Excerpts from a detection dataset:
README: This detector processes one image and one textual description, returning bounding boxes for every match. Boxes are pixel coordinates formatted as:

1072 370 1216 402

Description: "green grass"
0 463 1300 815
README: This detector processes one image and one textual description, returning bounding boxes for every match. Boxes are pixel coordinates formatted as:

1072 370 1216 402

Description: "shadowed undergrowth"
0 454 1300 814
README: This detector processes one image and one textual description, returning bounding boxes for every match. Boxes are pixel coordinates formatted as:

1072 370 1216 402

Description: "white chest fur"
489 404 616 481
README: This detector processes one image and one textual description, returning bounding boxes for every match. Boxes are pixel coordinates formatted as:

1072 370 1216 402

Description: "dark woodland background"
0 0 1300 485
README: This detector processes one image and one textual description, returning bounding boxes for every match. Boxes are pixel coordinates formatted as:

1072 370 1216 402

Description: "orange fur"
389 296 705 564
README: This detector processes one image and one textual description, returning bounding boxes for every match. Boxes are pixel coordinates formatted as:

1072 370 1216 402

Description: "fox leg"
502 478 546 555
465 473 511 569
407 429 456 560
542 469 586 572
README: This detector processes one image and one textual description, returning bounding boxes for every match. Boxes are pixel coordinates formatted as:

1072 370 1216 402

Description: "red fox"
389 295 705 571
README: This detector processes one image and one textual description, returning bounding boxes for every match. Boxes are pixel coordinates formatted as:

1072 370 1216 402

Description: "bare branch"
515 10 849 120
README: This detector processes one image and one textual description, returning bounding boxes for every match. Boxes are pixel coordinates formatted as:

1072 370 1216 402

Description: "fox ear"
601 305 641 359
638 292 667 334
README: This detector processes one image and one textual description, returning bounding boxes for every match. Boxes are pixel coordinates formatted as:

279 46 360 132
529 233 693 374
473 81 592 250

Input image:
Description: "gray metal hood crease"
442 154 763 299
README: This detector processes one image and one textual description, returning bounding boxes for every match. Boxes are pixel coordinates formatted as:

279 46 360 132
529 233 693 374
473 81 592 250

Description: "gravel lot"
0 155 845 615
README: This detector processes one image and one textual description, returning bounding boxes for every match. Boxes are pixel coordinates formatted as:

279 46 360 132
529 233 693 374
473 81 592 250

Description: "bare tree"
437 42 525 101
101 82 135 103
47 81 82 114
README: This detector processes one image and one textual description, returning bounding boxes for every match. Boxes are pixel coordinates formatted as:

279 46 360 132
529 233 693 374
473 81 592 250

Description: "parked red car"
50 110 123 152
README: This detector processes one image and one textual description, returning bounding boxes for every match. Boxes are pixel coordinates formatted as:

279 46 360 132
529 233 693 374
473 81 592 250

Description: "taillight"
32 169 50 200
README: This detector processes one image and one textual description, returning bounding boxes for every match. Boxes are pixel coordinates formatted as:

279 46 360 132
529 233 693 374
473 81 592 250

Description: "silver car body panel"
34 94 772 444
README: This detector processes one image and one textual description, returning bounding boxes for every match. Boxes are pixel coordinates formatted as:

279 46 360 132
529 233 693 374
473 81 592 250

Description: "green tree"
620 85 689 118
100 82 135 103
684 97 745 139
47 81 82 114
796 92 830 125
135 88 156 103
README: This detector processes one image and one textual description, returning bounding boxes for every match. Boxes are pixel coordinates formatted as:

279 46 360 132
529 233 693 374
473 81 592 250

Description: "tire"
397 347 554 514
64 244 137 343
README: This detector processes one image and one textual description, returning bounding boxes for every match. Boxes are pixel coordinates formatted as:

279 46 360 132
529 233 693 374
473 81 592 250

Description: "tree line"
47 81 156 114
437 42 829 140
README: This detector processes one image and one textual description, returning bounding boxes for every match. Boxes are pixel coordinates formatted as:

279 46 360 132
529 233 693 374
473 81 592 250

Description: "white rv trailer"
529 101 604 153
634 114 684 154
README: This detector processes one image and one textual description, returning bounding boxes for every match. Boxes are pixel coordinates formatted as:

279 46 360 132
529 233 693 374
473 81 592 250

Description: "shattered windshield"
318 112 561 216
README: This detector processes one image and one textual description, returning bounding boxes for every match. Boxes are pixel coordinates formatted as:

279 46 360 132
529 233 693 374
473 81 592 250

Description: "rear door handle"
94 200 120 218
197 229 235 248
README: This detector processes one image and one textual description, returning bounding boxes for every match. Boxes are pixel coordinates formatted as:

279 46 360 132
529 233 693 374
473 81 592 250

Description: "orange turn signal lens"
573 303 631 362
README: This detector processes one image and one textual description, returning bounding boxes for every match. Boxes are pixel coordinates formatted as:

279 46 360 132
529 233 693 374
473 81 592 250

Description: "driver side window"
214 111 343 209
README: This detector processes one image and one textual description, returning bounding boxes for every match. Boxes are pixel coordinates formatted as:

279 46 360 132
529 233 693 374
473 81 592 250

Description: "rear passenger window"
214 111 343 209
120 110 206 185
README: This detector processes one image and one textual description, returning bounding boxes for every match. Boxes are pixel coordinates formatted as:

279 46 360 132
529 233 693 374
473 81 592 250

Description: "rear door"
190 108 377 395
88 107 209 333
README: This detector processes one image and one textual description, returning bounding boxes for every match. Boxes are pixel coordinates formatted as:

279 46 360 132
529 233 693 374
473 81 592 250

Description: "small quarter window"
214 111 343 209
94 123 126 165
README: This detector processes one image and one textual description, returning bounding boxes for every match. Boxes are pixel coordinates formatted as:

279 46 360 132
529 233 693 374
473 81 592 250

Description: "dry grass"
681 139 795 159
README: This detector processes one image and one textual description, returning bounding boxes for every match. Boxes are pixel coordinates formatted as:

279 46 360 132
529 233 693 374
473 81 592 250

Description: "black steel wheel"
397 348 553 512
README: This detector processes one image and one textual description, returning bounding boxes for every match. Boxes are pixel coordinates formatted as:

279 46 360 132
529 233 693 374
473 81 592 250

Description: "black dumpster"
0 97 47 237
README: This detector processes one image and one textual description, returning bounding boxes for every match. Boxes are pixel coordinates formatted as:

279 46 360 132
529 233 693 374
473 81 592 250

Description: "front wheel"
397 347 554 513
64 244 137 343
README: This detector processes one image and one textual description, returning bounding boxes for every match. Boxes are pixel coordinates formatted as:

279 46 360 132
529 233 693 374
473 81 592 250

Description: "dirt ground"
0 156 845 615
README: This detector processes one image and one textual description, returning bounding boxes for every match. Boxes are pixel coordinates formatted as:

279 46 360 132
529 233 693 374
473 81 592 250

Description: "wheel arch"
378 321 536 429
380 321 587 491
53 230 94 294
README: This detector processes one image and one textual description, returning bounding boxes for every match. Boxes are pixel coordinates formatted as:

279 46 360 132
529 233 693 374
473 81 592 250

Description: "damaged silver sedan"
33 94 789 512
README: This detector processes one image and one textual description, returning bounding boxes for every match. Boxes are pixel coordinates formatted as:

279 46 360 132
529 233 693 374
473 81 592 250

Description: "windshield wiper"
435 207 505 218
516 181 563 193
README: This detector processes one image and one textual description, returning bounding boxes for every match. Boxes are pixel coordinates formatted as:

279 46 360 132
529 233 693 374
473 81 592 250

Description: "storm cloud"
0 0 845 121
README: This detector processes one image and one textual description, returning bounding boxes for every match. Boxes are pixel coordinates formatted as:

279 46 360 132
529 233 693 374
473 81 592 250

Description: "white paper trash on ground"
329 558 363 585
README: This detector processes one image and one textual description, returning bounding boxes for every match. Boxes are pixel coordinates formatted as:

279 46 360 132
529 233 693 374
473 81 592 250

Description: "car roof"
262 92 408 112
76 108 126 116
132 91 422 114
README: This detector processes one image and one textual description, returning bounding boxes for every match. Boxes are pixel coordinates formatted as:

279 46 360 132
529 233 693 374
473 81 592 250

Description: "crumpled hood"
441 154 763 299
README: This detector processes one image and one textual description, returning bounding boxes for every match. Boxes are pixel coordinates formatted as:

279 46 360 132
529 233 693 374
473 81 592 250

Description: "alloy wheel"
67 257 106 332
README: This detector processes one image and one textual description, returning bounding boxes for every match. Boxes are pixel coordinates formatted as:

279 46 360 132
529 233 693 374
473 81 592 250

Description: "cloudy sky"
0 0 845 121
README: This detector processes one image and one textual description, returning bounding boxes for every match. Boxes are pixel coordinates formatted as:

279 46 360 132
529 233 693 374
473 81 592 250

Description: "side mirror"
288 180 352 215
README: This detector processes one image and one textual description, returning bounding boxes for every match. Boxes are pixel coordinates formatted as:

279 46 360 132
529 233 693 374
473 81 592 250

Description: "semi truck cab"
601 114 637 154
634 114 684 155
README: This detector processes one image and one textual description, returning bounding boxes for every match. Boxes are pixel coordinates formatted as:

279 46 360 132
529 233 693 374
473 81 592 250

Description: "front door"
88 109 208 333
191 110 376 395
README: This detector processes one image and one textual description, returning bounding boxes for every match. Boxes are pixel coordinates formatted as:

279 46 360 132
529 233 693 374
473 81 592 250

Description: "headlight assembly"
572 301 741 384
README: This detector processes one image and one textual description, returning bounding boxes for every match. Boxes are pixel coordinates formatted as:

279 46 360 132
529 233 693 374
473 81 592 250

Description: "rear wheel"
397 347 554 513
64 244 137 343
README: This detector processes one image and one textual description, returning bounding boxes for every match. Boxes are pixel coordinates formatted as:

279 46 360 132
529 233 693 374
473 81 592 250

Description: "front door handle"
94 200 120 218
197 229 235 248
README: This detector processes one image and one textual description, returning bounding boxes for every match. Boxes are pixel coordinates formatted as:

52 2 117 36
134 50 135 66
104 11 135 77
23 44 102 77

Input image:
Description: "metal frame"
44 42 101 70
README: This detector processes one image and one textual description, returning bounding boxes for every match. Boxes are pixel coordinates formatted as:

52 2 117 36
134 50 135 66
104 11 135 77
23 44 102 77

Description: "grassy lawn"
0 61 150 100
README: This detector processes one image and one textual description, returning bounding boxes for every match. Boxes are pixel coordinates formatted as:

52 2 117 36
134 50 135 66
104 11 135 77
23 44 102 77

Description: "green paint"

* Set exercise:
Count the lines in the entries above that contain the string "handle", treating uppercase and lowercase as different. Give only the number.

* Answer for the task:
2